* Passage provided:
::::::
The Big Pink Nightmare before Xmas

When I say nightmare I may be being a little harsh but this work week just before Xmas has been and will be bloody difficult! Lets rewind almost 3 years to January 2009 where I became involved with the video mapping, hardware and software on a big pink bus called Priscilla which was abut to make her journey to London’s West End. This was the beginning of my involvement with Priscilla Queen of the Desert London and it started in a freezing cold aircraft hangar in the depths of Yorkshire.

I was quite late onboard and was set with the mammoth task of planning the custom led layout and pixel-mapping this puppy. We spent a couple of weeks int he hangar with may people working on the bus Automation, scenic, LX and myself and a team doing Video/LED. I can safely say that this was one of, the most taxing, and intense jobs to date, 2 weeks had flown over and the bus was disassembled into its component parts ready to be shipped to London. The reason for taking apart what we had mostly put together was because the dock doors to the Palace Theatre we too narrow to fit the bus through and access in the centre of the West-End in London is tricky to say the least.
::::::
* Given entries:

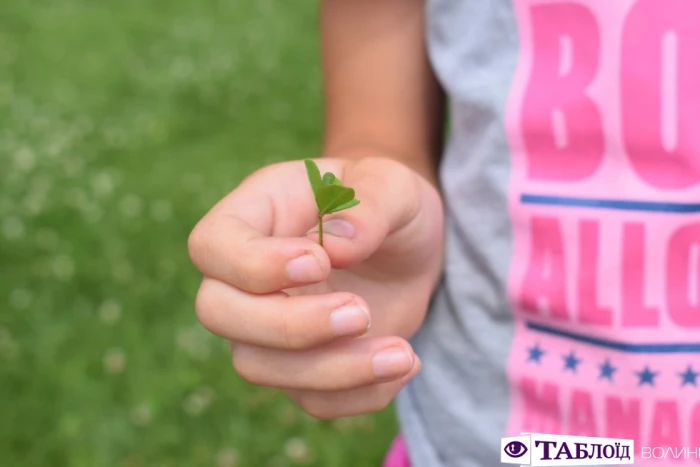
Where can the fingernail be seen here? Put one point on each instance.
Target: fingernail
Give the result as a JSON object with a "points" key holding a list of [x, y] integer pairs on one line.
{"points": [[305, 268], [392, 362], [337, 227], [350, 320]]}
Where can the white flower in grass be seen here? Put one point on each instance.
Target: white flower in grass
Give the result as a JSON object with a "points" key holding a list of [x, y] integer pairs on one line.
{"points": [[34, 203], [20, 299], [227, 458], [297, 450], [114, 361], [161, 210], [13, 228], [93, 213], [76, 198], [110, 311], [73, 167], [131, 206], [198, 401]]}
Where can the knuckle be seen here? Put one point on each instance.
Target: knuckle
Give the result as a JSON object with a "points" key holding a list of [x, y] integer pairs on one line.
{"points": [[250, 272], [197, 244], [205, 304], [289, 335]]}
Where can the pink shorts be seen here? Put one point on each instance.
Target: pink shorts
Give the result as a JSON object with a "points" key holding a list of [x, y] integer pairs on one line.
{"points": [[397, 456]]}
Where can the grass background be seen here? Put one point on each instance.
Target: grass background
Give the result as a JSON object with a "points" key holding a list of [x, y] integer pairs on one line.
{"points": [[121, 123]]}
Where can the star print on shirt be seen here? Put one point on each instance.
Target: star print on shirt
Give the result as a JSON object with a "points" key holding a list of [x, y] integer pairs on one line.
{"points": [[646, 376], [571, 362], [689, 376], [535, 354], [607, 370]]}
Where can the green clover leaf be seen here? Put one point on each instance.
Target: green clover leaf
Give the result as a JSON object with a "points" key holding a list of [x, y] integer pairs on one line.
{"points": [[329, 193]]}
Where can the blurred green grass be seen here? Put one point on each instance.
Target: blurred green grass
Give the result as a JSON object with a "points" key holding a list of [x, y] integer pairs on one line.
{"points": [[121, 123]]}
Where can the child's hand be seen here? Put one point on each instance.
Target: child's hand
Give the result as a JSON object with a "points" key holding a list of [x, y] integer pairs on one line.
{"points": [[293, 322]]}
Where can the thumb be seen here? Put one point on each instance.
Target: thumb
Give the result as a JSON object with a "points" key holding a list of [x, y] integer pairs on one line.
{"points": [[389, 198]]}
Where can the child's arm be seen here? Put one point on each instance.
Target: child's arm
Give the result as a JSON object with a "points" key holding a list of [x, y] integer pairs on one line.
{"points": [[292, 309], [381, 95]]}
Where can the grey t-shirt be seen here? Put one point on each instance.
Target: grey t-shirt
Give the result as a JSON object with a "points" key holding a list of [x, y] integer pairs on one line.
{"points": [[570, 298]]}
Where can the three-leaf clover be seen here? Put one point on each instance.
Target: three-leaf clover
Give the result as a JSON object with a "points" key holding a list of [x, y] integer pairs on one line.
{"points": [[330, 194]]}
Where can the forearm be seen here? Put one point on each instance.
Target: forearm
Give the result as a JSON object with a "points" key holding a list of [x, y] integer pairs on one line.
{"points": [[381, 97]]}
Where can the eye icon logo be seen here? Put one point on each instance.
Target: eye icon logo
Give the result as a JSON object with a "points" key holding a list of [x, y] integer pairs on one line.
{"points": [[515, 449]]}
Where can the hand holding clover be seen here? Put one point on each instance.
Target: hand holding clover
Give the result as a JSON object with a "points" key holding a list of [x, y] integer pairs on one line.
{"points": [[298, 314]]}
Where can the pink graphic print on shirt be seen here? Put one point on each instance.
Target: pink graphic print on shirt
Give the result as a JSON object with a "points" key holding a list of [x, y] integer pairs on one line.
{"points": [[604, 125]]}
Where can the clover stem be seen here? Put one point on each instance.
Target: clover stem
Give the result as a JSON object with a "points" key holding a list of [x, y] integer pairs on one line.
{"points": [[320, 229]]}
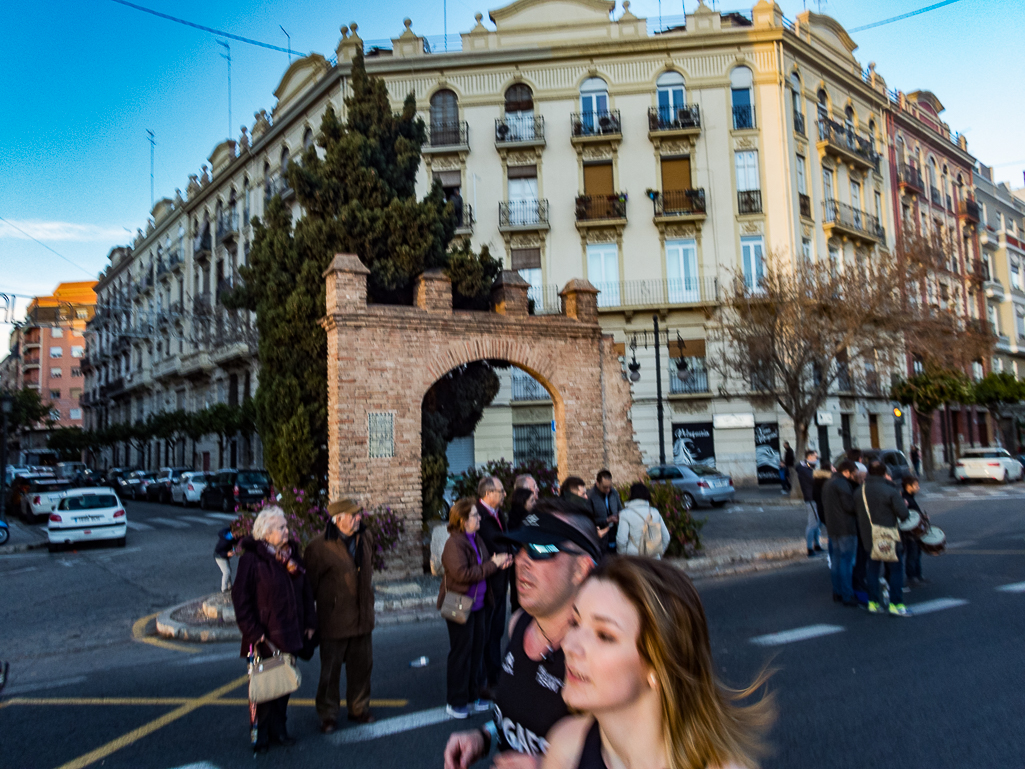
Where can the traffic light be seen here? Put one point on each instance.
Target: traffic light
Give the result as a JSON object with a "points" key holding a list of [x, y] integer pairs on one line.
::::::
* Stated exercise A:
Translate this sentence from the Priscilla bus post into Spanish: "This was the beginning of my involvement with Priscilla Queen of the Desert London and it started in a freezing cold aircraft hangar in the depths of Yorkshire."
* Stated exercise B:
Update the Priscilla bus post by rewriting the part between "When I say nightmare" and "depths of Yorkshire.", inclusive, with "freezing cold" changed to "bitterly cold".

* Final result A:
Este fue el comienzo de mi participación en Priscilla Queen of the Desert London, y empezó en un gélido hangar de aviones en lo más profundo de Yorkshire.

* Final result B:
When I say nightmare I may be being a little harsh but this work week just before Xmas has been and will be bloody difficult! Lets rewind almost 3 years to January 2009 where I became involved with the video mapping, hardware and software on a big pink bus called Priscilla which was abut to make her journey to London’s West End. This was the beginning of my involvement with Priscilla Queen of the Desert London and it started in a bitterly cold aircraft hangar in the depths of Yorkshire.